[Excerpted passage]
╔══

14. Orange. In the space of about an hour, Dana Holgorsen's evisceration of Clemson went from thrilling to discomfiting to boring to morbidly fascinating to -- once we all realized the Mountaineers weren't going to hit triple digits -- back to boring again. Not every game that hits 100 points is one for the DVD vaults, as it turns out.

15. Liberty. Give me Cincinnati defeating Vanderbilt in surprisingly convincing, mildly entertaining fashion or give me death! (Actually, we've got that first thing already, so no need to worry about providing the second, thanks.)

16. Chick-Fil-A. For 2.5 quarters, this was a delightful shootout with all the requisite trickery you'd hope for from a game involving Gus Malzahn. Then Virginia remembered that it was not only Virginia, but proud ACC member Virginia, and the fun was over.

17. Meineke Car Care. Seriously, Texas A&M, we didn't tune in to see you only flirt with blowing a huge lead against a team that hasn't won a bowl game since approximately the Grover Cleveland administration.

18. Capital One. This game featured an abundance of must-watch plays -- Alshon Jeffery catching a  bomb, Alshon Jeffery hauling in a half-ending Hail Mary, Alshon Jeffery getting ejected for fighting -- but aside from, well, Alshon Jeffery, there wasn't much to it.

19. Cotton Bowl. The 15 seconds of Joe Adams' punt return, the 10 seconds of Jarius Wright's touchdown, and the 5 minutes when it looked like Kansas State might mount yet another smashing comeback were riveting stuff. The other 54:35? Not so much.

20. BCS National Championship. A great game, if you're the sort of fan who enjoys watching nature shows where a pride of lions tear a wildebeest to pieces because the wildebeest can't complete a downfield pass to save its life.

21. TicketCity. If he'd stuggled, he'd have been called a fraud; because he ripped Penn State's D into tiny shreds, no one paid attention. Which is why we're working on a sitcom pilot right now called Case Keenum Can't Win.

22. Gator. When one team's special teams scores just one fewer touchdown than the two offenses combined (as Florida's did), it's safe to say you're not watching a classic.

23. GoDaddy.com. Thanks to a 31-0 run from Northern Illinois, what was expected to be a nailbiting shootout ended up the biggest disappointment since that "unrated web content" we checked out.

24. Champs Sports. It wasn't pretty, but at least the Seminoles and Irish were trying their best ... to make us wish they'd just aired a repeat of the 1993 meeting instead.

25. Las Vegas. College football produces a lot of emotions, but from the neutral perspective, it's rare that one of them is outright legitimate anger. Seeing Kellen Moore forced to end his career slumming it against an Arizona State team that checked out in early November sure turned the trick, though.

26. Independence. The Tar Heels came out so flat, and were finished off so quickly, that we're pretty sure the only lovely parting gift they walked away with was "Independence Bowl: the Board Game."

╚══

[Required tasks]
A – Copy out the bowl game rankings word for word, everything from "20. BCS National" down to "we checked out.".
B – Write what comes next in the bowl game rankings, picking up after the Independence Bowl entry.

[Dataset content]
╔══

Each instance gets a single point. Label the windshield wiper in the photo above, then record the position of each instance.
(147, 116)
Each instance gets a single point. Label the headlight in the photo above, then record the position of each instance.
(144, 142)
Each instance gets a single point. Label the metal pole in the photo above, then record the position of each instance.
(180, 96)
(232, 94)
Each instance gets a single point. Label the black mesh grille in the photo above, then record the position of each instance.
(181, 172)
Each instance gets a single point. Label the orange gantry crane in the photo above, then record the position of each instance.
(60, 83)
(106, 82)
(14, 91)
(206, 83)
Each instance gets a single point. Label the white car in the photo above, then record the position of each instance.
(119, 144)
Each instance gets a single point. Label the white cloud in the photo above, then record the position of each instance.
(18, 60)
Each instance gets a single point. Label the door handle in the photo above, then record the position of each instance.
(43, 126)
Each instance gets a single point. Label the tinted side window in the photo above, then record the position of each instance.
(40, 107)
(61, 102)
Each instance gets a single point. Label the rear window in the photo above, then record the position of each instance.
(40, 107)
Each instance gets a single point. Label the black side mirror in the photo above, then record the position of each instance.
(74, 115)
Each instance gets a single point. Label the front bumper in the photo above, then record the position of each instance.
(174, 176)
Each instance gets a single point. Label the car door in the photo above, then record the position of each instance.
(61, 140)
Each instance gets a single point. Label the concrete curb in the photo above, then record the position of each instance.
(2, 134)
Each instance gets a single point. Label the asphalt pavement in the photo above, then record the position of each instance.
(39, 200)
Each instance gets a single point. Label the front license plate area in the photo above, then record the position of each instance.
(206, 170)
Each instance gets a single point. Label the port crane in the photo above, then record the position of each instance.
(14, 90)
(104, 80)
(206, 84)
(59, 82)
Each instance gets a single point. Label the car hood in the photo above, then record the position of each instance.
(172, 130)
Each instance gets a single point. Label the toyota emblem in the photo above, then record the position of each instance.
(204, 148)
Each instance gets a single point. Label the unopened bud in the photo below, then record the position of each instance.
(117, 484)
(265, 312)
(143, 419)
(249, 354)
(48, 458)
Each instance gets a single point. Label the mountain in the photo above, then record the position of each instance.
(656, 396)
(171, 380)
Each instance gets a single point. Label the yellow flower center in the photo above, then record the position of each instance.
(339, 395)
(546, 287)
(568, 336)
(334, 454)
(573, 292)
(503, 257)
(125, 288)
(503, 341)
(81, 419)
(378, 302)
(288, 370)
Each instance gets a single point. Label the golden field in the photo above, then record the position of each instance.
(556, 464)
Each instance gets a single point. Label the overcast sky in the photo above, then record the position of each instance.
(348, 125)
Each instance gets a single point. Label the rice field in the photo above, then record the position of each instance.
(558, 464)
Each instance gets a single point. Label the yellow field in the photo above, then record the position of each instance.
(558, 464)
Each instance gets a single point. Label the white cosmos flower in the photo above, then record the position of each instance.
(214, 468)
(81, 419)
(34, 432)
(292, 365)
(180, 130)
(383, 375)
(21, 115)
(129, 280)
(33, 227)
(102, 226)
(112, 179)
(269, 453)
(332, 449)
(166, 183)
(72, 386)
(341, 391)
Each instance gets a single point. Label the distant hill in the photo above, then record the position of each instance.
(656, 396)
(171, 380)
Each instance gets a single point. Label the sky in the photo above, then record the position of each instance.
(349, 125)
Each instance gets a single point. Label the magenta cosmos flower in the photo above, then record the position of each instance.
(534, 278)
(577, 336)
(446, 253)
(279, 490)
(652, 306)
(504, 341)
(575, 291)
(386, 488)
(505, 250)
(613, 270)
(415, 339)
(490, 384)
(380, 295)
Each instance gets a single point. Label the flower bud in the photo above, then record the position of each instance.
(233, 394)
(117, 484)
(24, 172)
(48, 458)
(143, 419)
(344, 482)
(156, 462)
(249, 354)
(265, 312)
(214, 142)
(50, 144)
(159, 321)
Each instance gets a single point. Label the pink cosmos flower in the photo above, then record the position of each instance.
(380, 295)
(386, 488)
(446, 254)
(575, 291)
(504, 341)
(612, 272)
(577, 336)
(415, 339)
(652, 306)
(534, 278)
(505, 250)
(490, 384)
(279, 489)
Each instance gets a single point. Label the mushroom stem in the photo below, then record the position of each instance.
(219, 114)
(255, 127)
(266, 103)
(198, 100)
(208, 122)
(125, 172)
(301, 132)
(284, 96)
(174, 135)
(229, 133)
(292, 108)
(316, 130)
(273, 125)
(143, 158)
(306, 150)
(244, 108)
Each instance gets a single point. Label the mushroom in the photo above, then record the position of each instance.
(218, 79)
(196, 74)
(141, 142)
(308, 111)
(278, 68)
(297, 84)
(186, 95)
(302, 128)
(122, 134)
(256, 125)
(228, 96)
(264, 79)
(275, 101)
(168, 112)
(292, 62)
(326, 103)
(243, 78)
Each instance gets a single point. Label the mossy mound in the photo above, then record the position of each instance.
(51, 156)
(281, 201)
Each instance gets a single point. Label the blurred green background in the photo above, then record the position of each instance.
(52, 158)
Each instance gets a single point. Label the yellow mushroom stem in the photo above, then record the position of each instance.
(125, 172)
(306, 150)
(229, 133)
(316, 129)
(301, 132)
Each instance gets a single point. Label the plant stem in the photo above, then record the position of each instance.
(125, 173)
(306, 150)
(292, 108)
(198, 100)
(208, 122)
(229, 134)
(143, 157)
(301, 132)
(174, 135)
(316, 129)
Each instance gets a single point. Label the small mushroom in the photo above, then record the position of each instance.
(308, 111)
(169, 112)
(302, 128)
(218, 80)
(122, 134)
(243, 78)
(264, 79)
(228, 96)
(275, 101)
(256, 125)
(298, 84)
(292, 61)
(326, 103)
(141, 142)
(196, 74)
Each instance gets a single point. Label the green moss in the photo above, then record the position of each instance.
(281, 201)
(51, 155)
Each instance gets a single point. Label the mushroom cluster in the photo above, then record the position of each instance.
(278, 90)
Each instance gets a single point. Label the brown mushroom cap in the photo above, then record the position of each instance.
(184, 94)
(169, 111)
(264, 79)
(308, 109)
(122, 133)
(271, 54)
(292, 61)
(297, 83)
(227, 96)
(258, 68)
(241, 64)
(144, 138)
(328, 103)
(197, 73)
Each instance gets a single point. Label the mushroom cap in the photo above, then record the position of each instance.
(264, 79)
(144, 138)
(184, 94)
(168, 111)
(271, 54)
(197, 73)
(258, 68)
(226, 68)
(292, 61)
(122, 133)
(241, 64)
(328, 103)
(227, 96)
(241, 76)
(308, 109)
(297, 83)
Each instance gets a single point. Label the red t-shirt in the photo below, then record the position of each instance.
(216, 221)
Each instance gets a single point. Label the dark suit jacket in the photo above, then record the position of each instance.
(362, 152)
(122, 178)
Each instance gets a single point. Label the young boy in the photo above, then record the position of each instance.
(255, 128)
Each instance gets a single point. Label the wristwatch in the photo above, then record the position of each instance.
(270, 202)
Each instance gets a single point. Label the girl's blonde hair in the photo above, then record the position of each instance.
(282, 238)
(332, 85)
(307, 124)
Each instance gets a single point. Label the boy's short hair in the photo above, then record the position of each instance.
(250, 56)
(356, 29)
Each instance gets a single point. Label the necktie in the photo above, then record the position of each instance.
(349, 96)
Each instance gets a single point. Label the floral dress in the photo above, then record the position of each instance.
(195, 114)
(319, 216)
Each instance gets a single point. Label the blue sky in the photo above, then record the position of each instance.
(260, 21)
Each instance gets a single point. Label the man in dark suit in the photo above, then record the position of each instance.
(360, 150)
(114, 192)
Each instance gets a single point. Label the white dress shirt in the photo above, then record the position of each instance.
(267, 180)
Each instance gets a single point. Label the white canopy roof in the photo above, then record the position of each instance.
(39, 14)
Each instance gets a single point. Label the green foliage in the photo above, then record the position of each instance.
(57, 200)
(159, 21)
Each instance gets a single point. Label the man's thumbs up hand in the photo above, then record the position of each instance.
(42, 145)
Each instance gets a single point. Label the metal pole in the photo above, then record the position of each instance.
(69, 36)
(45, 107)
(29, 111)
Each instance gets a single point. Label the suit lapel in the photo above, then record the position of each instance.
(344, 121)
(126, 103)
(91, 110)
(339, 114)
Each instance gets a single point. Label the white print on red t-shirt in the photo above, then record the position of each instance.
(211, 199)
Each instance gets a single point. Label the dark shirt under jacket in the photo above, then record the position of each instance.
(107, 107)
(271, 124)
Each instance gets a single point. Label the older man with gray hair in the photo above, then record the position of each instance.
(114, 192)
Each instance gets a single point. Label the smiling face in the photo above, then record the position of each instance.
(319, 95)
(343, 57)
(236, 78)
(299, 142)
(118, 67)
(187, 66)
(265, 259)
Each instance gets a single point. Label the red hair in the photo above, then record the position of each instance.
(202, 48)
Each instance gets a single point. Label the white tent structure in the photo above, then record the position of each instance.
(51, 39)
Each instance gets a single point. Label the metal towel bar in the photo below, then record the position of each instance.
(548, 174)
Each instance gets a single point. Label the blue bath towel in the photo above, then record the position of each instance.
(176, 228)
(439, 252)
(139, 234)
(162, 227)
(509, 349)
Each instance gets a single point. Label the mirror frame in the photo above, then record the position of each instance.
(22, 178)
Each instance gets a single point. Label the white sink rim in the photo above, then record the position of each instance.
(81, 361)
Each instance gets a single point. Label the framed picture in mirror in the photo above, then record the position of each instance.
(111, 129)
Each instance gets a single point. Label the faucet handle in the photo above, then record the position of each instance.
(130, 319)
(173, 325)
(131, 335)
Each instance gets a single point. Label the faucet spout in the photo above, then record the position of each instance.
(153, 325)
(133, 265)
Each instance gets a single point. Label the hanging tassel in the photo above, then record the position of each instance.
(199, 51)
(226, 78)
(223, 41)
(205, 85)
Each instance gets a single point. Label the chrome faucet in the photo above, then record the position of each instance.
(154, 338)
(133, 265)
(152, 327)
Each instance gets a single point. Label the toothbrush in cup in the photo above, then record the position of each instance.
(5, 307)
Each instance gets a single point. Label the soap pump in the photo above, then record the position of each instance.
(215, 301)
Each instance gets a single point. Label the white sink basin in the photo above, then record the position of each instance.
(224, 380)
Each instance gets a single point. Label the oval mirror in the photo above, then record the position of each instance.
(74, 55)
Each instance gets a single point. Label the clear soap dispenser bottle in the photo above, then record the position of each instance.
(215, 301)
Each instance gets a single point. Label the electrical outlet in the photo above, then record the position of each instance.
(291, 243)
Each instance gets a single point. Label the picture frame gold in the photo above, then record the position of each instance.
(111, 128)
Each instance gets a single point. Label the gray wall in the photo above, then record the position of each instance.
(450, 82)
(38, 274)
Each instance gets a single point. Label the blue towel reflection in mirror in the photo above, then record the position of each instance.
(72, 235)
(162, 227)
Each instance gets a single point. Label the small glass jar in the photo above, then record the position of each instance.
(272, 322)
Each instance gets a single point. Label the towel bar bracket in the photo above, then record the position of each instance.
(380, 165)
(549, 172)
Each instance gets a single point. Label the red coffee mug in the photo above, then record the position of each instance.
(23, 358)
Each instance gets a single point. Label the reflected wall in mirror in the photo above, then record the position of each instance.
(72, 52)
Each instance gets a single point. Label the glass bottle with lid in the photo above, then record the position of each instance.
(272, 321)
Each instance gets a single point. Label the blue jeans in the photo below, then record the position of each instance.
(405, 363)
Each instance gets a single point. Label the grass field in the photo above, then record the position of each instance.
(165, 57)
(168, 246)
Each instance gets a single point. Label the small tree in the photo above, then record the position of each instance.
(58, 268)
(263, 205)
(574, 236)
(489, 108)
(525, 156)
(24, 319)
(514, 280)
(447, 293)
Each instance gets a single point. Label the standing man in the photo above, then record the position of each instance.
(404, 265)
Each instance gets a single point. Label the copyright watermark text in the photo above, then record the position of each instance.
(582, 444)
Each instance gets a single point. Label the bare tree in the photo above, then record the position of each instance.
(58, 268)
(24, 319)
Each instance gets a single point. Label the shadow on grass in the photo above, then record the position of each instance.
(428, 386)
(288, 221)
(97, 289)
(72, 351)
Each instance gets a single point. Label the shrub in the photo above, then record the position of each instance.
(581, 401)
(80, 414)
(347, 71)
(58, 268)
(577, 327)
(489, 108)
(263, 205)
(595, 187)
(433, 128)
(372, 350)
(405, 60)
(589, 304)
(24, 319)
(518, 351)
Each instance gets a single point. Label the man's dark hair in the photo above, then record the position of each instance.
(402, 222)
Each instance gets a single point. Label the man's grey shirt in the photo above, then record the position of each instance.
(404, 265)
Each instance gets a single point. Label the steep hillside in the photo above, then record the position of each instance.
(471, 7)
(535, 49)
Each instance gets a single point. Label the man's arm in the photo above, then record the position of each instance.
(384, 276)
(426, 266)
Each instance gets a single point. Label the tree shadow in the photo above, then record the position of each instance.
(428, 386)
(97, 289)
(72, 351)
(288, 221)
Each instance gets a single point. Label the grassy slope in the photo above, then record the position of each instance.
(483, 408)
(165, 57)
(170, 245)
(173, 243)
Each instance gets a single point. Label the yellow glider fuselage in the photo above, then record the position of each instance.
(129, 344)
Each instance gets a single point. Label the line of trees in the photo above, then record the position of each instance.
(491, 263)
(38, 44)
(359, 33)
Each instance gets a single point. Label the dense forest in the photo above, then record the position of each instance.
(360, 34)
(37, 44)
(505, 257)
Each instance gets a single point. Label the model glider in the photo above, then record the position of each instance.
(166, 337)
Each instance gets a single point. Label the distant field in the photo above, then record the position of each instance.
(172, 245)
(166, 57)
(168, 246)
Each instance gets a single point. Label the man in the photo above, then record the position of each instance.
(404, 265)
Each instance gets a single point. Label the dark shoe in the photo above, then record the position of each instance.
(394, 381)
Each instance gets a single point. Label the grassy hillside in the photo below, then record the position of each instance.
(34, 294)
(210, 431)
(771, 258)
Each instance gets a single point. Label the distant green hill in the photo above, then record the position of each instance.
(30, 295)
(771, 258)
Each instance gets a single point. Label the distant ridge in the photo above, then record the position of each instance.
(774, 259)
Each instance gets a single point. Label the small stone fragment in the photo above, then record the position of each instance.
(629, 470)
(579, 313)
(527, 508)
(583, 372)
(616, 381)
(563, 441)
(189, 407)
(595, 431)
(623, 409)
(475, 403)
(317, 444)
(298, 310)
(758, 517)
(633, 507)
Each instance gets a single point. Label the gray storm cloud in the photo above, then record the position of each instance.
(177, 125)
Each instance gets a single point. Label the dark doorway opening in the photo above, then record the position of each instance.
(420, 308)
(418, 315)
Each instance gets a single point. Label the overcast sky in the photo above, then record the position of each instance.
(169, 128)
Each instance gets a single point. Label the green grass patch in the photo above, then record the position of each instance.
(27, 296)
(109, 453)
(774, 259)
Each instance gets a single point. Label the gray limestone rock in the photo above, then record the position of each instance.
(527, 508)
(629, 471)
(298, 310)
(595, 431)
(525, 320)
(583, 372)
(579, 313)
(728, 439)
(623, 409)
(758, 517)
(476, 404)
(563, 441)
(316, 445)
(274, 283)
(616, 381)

╚══

[Responses in order]
A –
20. BCS National Championship. A great game, if you're the sort of fan who enjoys watching nature shows where a pride of lions tear a wildebeest to pieces because the wildebeest can't complete a downfield pass to save its life.

21. TicketCity. If he'd stuggled, he'd have been called a fraud; because he ripped Penn State's D into tiny shreds, no one paid attention. Which is why we're working on a sitcom pilot right now called Case Keenum Can't Win.

22. Gator. When one team's special teams scores just one fewer touchdown than the two offenses combined (as Florida's did), it's safe to say you're not watching a classic.

23. GoDaddy.com. Thanks to a 31-0 run from Northern Illinois, what was expected to be a nailbiting shootout ended up the biggest disappointment since that "unrated web content" we checked out.

B –
27. Music City. Mississippi State turned the ball over four times, and Wake Forest averaged 2.9 yards per-play. If Hank Williams or some other old-time country artist had come to Nashville to write a sad song about a sad bowl game, this is the game they'd use for inspiration.

28. Insight. Sadly, the only "insight" we got from this game was that Vegas oddsmakers -- who had the Sooners installed as the biggest favorite of the entire bowl season -- know what they're talking about. And who didn't know that already?

29. Holiday. It wasn't that long ago when Jeff Tedford's Cal and Mack Brown's Texas squaring off would have been appointment television. This game was, too, though in the sense that it was the sort of game you made an appointment somewhere else to avoid viewing.

30. Hawaii. Nevada and Southern Mississippi were collectively as sharp as your average butter knife, but let's see you spend a week chilling in Hawaii and then play a quality football game. The best players the NFL has to offer try it every single year and haven't succeeded yet.

31. Pinstripe. The only thing we remember from this game was our wish to travel back to, say, 1998, and explain to a random college football fan that in 2011, Rutgers would win a bowl game in Yankee Stadium that would give them the nation's longest postseason winning streak. (We're still not sure it's actually happening.)

32. Beef 'O' Brady's. Newton's Second Law of Bowl Aesthetics: Whensoever a Game Produces Fewer Offensive Touchdowns Than the Game Has Apostrophes in its Title, That Game Shall Be, Verily, Entirely Terrible.

33. New Mexico. We'd waited so long to be able to sit down and watch a college bowl game, and by halftime we were sort of wishing we'd gotten to wait a little bit longer.

34. BBVA Compass. For two straight years, Pitt has been forced to play in Legion Field on a January weekday afternoon in front of no one under an interim coach against a nondescript opponent. Vs. SMU the Panthers looked like they'd much rather be off somewhere doing something much more fun, like peeling potatoes with their teeth--and we don't blame them a bit.

35. Kraft Fight Hunger. Comedian Patton Oswalt once called a certain famous KFC product a "failure pile in a sadness bowl." Capitalize that B, and we can't think of a better way to describe 2011 Illinois "battling" 2011 UCLA.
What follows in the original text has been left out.